» EXERCISE DESCRIPTION: Set down, word for word, the lines of the items that begin at the line containing "the red trousers" and run through the last line of the items.

(Recorded data)

------------------------------------

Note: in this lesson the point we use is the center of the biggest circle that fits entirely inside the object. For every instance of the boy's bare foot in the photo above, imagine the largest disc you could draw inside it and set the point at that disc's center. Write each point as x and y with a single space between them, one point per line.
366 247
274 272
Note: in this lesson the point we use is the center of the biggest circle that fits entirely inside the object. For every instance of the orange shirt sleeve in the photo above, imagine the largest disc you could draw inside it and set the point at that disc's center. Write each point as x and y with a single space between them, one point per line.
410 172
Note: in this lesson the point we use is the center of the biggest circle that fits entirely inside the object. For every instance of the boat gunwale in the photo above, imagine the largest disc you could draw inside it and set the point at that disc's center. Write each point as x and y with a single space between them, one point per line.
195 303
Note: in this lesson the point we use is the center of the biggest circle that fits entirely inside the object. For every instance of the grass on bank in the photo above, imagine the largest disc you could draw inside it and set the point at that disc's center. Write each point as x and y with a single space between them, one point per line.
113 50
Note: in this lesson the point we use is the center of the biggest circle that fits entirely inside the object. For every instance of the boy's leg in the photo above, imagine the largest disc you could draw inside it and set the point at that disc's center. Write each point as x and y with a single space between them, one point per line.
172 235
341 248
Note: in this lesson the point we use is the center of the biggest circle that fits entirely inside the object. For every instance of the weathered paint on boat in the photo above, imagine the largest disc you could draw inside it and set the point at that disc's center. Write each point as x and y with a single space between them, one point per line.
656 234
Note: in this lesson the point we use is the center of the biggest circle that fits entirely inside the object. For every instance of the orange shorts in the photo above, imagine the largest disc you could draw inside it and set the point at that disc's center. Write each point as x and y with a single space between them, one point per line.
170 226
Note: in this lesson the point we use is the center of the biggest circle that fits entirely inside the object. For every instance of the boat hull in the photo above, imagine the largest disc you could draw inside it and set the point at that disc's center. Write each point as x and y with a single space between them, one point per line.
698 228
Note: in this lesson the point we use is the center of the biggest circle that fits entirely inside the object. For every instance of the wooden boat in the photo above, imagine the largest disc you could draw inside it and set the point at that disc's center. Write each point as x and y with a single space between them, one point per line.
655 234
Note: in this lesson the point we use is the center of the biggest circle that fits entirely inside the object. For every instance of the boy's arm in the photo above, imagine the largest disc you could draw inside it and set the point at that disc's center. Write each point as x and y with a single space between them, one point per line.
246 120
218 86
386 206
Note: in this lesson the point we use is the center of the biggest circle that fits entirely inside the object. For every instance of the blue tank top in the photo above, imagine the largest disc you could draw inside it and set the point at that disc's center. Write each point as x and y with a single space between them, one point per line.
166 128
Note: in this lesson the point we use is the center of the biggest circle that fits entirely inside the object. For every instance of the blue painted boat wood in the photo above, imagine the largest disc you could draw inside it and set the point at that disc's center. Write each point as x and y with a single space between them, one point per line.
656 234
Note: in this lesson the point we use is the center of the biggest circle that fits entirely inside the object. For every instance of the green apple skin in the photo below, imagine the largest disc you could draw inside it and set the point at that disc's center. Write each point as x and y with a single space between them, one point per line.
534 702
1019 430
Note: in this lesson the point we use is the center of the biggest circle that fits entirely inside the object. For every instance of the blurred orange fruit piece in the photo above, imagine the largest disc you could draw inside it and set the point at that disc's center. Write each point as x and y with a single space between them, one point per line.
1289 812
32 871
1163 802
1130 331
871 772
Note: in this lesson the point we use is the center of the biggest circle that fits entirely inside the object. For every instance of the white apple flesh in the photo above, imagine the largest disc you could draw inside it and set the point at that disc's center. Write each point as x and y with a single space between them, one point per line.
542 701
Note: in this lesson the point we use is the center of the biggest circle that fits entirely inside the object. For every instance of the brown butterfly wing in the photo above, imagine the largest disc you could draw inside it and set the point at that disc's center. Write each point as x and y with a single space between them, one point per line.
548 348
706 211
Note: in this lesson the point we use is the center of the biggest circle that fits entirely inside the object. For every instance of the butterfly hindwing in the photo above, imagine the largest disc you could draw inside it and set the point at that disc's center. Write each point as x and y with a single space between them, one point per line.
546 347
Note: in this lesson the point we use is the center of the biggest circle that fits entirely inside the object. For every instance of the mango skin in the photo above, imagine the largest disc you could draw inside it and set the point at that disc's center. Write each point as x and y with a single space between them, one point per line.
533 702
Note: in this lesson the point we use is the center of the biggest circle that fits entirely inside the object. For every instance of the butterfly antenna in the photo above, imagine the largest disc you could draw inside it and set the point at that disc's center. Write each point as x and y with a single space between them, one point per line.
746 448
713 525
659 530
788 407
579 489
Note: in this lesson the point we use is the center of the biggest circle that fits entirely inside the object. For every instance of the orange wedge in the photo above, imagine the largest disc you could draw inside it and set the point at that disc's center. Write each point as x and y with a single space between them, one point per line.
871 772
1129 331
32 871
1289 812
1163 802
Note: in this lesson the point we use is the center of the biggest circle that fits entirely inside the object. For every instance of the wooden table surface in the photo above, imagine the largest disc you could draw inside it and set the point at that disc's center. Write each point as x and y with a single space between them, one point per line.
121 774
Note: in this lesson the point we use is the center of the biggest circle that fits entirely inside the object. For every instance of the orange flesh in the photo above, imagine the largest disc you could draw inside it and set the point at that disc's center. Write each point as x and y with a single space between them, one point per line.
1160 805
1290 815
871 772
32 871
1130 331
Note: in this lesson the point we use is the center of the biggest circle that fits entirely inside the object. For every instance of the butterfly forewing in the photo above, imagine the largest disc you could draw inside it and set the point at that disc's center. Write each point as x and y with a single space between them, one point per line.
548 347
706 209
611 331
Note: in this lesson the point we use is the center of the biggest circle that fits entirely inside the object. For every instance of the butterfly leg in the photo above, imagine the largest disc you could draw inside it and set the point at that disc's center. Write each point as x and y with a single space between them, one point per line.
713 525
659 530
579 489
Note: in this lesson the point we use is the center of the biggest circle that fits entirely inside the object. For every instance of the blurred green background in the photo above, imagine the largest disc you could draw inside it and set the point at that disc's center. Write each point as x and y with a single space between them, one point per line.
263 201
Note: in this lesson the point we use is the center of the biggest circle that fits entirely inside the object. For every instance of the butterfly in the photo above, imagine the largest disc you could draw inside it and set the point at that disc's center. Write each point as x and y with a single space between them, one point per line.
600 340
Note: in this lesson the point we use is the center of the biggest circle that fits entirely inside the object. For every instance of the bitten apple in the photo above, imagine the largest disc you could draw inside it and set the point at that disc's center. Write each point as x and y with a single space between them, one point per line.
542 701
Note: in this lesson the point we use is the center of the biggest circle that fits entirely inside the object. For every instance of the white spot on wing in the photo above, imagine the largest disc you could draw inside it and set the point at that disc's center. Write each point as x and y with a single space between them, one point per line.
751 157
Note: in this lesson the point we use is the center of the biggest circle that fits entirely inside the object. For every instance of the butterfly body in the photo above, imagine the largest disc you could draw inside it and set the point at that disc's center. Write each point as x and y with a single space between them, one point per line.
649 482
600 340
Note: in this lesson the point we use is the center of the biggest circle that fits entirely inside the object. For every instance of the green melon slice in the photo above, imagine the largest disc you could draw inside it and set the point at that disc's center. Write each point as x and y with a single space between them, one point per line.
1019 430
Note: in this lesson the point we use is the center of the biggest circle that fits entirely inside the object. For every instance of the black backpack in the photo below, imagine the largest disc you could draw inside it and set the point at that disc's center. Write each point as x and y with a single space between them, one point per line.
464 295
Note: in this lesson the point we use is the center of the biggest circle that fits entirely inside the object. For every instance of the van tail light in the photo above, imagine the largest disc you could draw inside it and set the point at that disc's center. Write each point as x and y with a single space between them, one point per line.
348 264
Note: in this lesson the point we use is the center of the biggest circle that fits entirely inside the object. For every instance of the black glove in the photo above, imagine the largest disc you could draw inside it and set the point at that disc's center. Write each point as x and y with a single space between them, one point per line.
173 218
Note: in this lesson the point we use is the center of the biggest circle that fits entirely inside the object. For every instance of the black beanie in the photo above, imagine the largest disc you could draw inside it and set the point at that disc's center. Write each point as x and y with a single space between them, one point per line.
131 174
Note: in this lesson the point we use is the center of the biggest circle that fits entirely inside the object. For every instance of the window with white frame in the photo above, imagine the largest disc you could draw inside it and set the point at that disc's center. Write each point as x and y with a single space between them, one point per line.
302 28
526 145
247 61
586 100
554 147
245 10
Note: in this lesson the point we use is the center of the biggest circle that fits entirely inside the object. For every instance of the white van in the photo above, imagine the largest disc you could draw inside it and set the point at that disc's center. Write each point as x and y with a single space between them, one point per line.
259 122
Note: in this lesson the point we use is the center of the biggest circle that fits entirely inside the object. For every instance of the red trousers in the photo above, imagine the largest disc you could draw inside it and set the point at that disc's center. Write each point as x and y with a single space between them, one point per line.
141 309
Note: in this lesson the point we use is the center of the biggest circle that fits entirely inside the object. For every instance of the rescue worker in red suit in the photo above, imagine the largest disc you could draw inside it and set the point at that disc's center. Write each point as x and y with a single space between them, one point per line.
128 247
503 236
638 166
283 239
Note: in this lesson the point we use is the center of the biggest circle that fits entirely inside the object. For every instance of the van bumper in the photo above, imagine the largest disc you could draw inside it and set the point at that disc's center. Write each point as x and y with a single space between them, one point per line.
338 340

------------------------------------

» RESULT OF THIS TASK:
Note: in this lesson the point we use is the center of the biggest circle that fits entirely inside the object. For every instance of the red trousers in the photo above, imagine the largest disc you could draw inside it and set the point at that disc's center. Write each point as x and y with a single space between them, one point per line.
141 309
Note: in this lesson the point we use is the center of the biggest circle that fits entirely inside the object. For every instance of the rescue worker in red suit in the photo above, imagine the largest disc you could draw inside it and set the point at that disc's center. Write each point as x and y with a single space between them, one point per line.
128 247
503 236
638 166
283 239
Note: in this lesson the point we use is the center of the biggest circle that fits entirely inside the object. For every instance of the van bumper in the photo above, imagine the largest disc you could draw inside it and set the point at that disc's center. Write each point as x and y with a single space between them, one point per line.
338 340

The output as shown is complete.